Raw data below:

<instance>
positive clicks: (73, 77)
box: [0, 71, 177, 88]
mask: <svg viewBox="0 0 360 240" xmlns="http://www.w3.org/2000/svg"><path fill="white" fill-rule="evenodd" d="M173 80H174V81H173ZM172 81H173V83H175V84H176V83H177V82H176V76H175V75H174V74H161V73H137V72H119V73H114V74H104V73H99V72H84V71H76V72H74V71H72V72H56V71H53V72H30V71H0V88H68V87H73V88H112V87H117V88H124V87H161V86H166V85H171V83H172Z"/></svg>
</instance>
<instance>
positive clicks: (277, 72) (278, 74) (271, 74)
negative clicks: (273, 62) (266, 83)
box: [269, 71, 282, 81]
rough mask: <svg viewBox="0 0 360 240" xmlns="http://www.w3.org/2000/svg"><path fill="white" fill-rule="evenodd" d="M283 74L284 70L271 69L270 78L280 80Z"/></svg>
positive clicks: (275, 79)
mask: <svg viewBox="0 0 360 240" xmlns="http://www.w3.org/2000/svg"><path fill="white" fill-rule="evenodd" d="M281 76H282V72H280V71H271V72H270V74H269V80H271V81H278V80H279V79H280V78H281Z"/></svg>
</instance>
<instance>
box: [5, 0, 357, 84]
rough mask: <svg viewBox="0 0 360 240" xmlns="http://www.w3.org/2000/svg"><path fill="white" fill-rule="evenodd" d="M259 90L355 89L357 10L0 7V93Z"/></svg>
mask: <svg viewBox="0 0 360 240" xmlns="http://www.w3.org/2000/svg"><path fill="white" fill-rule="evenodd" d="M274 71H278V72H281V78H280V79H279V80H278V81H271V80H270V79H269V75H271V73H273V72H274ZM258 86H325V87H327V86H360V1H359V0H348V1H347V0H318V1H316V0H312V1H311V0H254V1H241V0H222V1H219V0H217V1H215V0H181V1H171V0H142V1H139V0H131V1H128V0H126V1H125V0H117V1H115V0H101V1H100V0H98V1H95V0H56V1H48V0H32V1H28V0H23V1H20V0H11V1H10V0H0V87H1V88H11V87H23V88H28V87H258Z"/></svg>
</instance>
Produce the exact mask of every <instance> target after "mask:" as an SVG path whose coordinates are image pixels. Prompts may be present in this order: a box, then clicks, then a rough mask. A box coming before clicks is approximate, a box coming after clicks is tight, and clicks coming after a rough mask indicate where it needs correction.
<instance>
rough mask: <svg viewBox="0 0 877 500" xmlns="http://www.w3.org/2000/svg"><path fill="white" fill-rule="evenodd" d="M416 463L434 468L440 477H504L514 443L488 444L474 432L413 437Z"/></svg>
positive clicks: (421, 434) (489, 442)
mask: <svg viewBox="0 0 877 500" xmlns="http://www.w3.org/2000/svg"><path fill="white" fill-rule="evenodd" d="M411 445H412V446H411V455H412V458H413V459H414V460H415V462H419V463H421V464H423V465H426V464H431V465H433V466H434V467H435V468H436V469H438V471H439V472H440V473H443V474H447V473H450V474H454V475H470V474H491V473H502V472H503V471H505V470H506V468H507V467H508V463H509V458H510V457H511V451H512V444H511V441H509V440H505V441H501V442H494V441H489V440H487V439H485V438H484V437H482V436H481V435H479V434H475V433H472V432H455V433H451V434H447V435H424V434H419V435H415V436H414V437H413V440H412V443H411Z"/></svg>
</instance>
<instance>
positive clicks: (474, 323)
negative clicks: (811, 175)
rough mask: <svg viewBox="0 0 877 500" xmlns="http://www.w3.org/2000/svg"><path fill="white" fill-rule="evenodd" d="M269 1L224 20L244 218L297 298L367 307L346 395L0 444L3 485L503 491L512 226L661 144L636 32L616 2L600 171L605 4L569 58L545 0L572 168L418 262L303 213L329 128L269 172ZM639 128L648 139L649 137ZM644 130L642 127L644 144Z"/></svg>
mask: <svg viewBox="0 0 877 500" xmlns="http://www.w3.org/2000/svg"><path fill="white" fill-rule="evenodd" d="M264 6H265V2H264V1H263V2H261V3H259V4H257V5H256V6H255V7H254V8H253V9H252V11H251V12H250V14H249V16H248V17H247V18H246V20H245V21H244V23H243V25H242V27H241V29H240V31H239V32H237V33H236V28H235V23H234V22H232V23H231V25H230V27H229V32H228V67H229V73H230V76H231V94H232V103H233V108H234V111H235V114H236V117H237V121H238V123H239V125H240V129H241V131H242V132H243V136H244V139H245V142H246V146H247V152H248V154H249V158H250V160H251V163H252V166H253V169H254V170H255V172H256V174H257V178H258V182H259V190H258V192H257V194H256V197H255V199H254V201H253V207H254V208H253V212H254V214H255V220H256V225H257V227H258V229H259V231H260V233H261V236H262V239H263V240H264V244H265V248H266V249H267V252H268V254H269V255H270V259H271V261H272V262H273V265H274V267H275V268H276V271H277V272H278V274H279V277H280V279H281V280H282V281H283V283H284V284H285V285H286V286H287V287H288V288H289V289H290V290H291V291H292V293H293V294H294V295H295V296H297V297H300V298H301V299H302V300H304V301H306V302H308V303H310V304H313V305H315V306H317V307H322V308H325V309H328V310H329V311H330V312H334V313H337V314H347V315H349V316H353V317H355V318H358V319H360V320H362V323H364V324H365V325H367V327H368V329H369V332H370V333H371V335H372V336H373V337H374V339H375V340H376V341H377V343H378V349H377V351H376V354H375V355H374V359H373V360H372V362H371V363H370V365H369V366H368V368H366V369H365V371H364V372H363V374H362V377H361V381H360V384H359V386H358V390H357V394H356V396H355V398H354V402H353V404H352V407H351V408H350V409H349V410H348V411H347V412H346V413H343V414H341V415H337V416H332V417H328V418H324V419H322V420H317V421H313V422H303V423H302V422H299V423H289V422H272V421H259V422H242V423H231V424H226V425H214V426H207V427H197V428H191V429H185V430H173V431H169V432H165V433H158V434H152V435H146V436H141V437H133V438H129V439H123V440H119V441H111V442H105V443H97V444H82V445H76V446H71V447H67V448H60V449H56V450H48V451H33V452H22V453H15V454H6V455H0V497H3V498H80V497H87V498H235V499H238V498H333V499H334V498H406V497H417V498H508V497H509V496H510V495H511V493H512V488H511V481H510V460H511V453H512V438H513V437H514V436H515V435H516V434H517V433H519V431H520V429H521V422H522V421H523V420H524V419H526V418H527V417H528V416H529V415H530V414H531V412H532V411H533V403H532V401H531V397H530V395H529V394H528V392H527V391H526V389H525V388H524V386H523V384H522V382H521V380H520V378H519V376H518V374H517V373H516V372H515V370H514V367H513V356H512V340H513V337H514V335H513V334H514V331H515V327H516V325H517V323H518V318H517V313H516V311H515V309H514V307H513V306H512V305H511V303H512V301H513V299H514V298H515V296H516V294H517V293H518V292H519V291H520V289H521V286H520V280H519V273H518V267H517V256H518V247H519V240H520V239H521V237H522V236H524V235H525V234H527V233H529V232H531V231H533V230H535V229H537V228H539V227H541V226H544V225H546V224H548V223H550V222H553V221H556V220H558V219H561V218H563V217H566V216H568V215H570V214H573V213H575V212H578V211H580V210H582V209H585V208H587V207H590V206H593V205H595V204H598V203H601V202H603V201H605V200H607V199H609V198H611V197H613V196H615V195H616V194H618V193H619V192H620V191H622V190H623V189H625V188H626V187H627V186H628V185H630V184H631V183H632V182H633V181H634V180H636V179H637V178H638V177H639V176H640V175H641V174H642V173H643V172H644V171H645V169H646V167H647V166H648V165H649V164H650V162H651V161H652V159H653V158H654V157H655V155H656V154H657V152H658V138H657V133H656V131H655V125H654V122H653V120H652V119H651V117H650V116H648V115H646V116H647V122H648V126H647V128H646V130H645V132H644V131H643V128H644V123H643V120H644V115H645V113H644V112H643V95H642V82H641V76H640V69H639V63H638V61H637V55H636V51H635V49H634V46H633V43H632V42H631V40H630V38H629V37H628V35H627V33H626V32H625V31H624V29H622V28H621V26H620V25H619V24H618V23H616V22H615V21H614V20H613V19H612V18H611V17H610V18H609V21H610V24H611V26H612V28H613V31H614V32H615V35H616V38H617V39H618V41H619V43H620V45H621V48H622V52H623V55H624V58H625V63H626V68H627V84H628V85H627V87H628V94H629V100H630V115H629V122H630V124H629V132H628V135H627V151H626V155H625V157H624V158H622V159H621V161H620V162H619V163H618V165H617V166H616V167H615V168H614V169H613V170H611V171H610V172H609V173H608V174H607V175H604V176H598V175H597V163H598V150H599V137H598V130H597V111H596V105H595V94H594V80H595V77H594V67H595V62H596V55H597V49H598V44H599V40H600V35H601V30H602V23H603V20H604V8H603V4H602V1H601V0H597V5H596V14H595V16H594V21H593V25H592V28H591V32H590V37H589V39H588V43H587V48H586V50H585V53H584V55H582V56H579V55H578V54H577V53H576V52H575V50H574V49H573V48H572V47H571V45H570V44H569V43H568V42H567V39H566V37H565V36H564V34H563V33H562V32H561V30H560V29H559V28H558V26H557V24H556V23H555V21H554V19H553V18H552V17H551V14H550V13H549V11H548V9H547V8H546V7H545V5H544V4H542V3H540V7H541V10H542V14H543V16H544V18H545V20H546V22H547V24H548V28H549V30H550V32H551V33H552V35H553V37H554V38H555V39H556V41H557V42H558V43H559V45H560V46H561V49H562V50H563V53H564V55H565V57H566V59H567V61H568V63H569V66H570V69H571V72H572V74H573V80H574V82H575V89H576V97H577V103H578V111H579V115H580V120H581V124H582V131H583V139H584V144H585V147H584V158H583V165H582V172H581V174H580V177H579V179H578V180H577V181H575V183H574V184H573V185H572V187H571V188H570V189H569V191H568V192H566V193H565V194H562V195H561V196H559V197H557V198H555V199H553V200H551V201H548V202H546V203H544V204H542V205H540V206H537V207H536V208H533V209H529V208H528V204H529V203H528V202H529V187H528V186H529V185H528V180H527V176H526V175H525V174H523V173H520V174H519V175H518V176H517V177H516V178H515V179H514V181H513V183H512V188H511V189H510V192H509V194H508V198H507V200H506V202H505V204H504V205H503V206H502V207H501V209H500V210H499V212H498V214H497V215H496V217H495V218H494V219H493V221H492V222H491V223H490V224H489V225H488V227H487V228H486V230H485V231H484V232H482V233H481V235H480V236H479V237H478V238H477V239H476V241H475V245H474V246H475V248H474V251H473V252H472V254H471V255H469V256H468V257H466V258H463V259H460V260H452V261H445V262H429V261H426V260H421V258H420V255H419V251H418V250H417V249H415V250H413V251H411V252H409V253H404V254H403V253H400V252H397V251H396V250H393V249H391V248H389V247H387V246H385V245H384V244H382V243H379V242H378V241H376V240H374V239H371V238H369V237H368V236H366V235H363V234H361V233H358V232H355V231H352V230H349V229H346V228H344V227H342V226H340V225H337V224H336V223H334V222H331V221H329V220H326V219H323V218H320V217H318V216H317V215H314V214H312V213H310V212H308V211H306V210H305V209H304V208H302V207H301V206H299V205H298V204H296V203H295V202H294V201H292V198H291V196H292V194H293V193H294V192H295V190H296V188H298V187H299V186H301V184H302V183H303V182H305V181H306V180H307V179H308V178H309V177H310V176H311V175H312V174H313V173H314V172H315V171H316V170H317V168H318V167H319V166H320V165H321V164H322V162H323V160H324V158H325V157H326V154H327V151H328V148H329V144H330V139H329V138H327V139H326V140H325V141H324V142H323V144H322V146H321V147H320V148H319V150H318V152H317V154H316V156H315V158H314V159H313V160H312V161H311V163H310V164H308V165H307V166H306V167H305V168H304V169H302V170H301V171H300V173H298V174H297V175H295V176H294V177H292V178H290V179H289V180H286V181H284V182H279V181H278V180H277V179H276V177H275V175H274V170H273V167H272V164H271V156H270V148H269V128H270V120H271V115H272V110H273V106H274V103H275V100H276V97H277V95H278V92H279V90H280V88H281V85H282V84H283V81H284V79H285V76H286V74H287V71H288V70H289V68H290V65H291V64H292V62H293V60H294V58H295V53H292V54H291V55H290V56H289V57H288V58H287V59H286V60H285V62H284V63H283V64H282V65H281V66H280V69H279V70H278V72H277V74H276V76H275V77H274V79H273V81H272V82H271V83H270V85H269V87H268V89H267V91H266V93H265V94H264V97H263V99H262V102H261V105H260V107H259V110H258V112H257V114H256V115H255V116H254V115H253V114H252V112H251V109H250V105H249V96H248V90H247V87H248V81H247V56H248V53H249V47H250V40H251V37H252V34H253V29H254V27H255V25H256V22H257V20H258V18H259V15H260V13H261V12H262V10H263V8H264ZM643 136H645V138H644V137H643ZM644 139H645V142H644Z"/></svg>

End of Raw data.

**Directions for this task:** Your answer should be all lines from the data that contain "negative".

**Answer to the problem:**
negative clicks: (273, 62) (266, 83)
negative clicks: (811, 175)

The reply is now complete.